**WHAT THE TASK REQUIRES**
Reproduce all of the records below word for word, and leave the pictures out of your answer.
>> START DATA SUPPLIED
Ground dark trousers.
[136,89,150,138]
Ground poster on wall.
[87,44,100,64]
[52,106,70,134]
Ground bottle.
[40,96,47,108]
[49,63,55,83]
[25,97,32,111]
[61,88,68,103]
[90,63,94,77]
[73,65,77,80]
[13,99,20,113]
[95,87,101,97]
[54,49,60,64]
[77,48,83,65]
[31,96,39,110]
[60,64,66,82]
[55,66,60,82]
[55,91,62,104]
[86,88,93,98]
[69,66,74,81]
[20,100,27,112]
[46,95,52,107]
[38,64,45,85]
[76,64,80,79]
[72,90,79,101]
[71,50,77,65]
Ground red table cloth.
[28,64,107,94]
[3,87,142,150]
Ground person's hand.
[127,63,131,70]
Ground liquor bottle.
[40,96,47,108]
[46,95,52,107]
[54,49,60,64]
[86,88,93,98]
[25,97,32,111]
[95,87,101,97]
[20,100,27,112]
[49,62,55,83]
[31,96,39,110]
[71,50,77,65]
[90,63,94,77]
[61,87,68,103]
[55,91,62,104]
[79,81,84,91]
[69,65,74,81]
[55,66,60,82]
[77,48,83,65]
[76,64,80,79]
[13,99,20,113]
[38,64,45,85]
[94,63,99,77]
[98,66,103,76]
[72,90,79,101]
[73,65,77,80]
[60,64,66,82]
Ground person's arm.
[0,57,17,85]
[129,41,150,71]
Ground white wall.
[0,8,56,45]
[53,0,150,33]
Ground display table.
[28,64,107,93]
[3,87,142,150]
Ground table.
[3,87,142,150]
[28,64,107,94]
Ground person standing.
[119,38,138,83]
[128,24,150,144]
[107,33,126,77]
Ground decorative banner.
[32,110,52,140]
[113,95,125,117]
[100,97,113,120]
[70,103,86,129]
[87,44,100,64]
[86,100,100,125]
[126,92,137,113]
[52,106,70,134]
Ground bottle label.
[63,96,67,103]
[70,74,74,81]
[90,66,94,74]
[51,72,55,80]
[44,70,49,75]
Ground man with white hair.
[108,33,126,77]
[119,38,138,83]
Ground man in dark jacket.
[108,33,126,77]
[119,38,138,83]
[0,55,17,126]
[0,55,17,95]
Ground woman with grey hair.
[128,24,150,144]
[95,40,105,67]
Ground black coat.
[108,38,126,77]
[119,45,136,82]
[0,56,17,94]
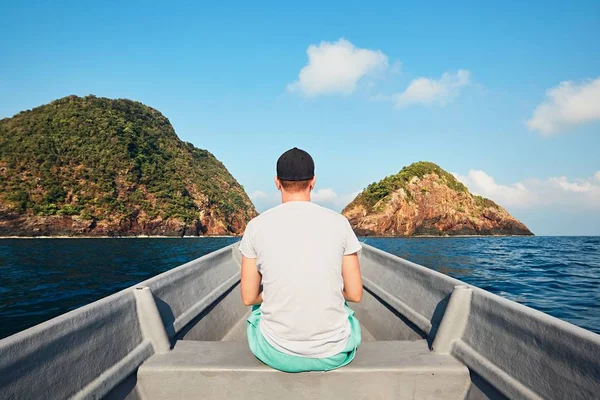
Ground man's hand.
[342,253,363,303]
[241,256,262,306]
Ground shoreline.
[0,235,241,240]
[0,235,535,240]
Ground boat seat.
[137,340,470,400]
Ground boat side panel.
[0,291,145,398]
[350,288,425,341]
[176,281,249,341]
[140,245,240,341]
[360,244,464,341]
[453,289,600,399]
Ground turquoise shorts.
[247,305,361,372]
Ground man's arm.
[342,253,363,303]
[241,256,262,306]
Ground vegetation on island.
[0,95,256,236]
[342,161,532,236]
[352,161,474,211]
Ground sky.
[0,0,600,235]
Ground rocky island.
[342,162,533,236]
[0,96,257,236]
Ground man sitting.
[239,148,363,372]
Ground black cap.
[277,147,315,181]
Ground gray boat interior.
[0,244,600,399]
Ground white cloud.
[391,69,471,107]
[527,77,600,135]
[287,38,388,96]
[453,170,600,208]
[453,169,535,207]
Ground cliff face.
[0,96,257,236]
[342,162,533,236]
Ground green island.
[0,95,256,236]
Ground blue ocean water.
[0,237,600,338]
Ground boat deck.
[138,340,469,400]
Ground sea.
[0,237,600,339]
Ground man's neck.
[281,191,310,203]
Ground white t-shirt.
[239,201,361,358]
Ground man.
[239,147,363,372]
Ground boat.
[0,244,600,400]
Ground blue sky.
[0,1,600,235]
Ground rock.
[342,162,533,236]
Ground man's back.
[240,201,360,358]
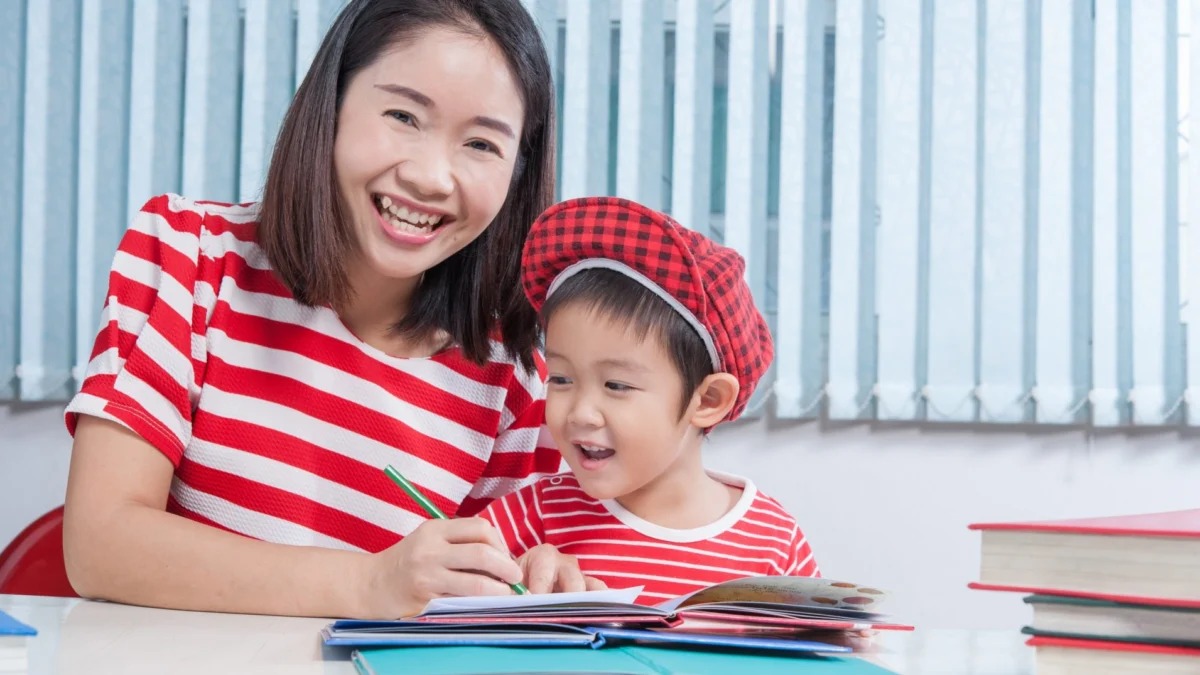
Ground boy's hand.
[517,544,607,593]
[358,518,522,619]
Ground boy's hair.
[259,0,554,369]
[540,268,713,416]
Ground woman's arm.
[64,416,522,619]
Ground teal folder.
[354,646,895,675]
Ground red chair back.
[0,507,78,598]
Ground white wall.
[0,404,71,549]
[0,396,1200,629]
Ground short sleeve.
[66,195,206,466]
[480,483,546,556]
[458,348,563,515]
[787,527,821,577]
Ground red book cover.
[1025,637,1200,658]
[968,508,1200,539]
[968,508,1200,608]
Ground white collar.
[600,470,758,544]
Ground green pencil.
[383,464,529,596]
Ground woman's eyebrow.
[374,84,517,141]
[376,84,434,108]
[470,115,517,141]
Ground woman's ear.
[690,372,742,429]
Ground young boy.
[481,198,820,604]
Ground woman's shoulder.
[139,192,258,239]
[130,192,270,269]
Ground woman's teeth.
[376,196,442,234]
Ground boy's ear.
[691,372,742,429]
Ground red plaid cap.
[521,197,774,420]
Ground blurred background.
[0,0,1200,628]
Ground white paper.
[420,586,644,616]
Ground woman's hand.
[360,518,522,619]
[517,544,607,593]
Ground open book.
[323,577,912,651]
>> END DATA SUPPLIED
**TASK ANSWER**
Ground dark trousers.
[136,89,150,138]
Ground poster on wall.
[87,44,100,64]
[52,106,70,134]
Ground bottle.
[40,96,47,108]
[49,63,55,83]
[25,97,32,111]
[61,88,68,103]
[90,63,94,77]
[73,65,77,80]
[13,99,20,113]
[95,87,101,97]
[54,49,60,64]
[77,48,83,65]
[31,96,39,110]
[60,64,66,82]
[55,66,60,82]
[55,91,62,104]
[86,88,93,98]
[69,66,74,81]
[20,100,27,112]
[46,95,52,107]
[38,64,45,85]
[76,64,80,79]
[72,90,79,101]
[71,50,77,65]
Ground red table cloth.
[28,64,107,94]
[3,87,142,150]
Ground person's hand.
[127,63,131,70]
Ground liquor bottle.
[40,96,47,108]
[46,95,52,107]
[54,49,60,64]
[86,88,93,98]
[25,97,32,111]
[95,87,101,97]
[20,100,27,112]
[49,62,55,83]
[31,96,39,110]
[71,50,77,65]
[90,63,94,77]
[61,87,68,103]
[55,91,62,104]
[79,81,84,91]
[69,65,74,81]
[55,66,60,82]
[77,48,83,65]
[76,64,80,79]
[13,99,20,113]
[38,64,45,85]
[94,63,99,77]
[98,66,103,76]
[72,90,79,101]
[73,65,77,80]
[60,64,66,82]
Ground person's arm.
[0,57,17,85]
[129,41,150,71]
Ground white wall.
[0,8,56,45]
[53,0,150,33]
Ground display table.
[28,64,107,93]
[3,87,142,150]
Ground table.
[3,87,142,150]
[28,64,107,94]
Ground person standing.
[119,38,138,83]
[128,24,150,144]
[107,33,126,77]
Ground decorative banner.
[32,110,52,140]
[113,95,125,117]
[100,97,113,120]
[70,103,86,129]
[87,44,100,64]
[86,100,100,125]
[126,92,137,113]
[52,106,70,134]
Ground bottle label.
[63,96,67,103]
[70,74,74,81]
[90,66,94,74]
[51,72,55,80]
[44,70,49,75]
Ground man with white hair.
[108,33,126,77]
[119,38,138,83]
Ground man in dark jacket.
[108,33,126,77]
[119,38,138,83]
[0,55,17,126]
[0,55,17,95]
Ground woman with grey hair.
[128,24,150,144]
[95,40,105,67]
Ground black coat.
[108,38,126,77]
[119,45,136,82]
[0,56,17,94]
Ground man's hand.
[342,253,363,303]
[241,256,262,306]
Ground shoreline.
[0,235,241,240]
[0,235,535,240]
Ground boat seat.
[137,340,470,400]
Ground boat side panel.
[0,291,145,398]
[350,288,425,341]
[176,281,249,341]
[140,245,240,341]
[360,244,464,341]
[453,289,600,399]
Ground turquoise shorts.
[247,305,361,372]
Ground man's arm.
[342,253,363,303]
[241,256,262,306]
Ground vegetation on island.
[0,95,256,236]
[342,161,532,236]
[352,161,474,211]
Ground sky.
[0,0,600,235]
Ground rocky island.
[342,162,533,236]
[0,96,257,236]
Ground man sitting.
[239,148,363,372]
Ground black cap.
[277,147,315,181]
Ground gray boat interior.
[0,244,600,399]
Ground white cloud.
[391,69,471,107]
[527,77,600,135]
[287,38,388,96]
[453,170,600,208]
[453,169,535,207]
Ground cliff face.
[0,96,257,236]
[342,162,533,236]
Ground green island.
[0,95,256,236]
Ground blue ocean water.
[0,237,600,338]
Ground boat deck.
[138,340,469,400]
Ground sea.
[0,237,600,339]
Ground man's neck.
[281,191,310,203]
Ground white t-shirt.
[239,201,361,358]
Ground man.
[239,147,363,372]
Ground boat.
[0,244,600,400]
Ground blue sky.
[0,1,600,235]
Ground rock.
[342,162,533,236]
Ground man's back.
[240,201,360,358]
Ground boy's hand.
[517,544,607,593]
[358,518,522,619]
Ground boy's hair.
[259,0,554,369]
[540,268,713,416]
Ground woman's arm.
[64,416,522,619]
Ground teal folder.
[354,646,895,675]
Ground red chair back.
[0,507,78,598]
Ground white wall.
[0,404,71,549]
[0,396,1200,629]
Ground short sleeve.
[66,195,206,466]
[480,483,546,556]
[458,348,563,515]
[787,527,821,577]
Ground red book cover.
[1025,637,1200,658]
[968,508,1200,539]
[968,508,1200,608]
Ground white collar.
[600,470,758,544]
Ground green pencil.
[383,464,529,596]
Ground woman's eyebrow.
[374,84,517,141]
[376,84,434,108]
[470,115,517,141]
Ground woman's ear.
[690,372,742,429]
Ground young boy.
[481,198,820,604]
Ground woman's shoulder.
[139,192,258,239]
[130,192,270,269]
Ground woman's teeth.
[376,196,442,234]
Ground boy's ear.
[691,372,742,429]
Ground red plaid cap.
[521,197,774,420]
Ground blurred background.
[0,0,1200,628]
Ground white paper.
[420,586,644,616]
Ground woman's hand.
[360,518,522,619]
[517,544,607,593]
Ground open book.
[323,577,912,651]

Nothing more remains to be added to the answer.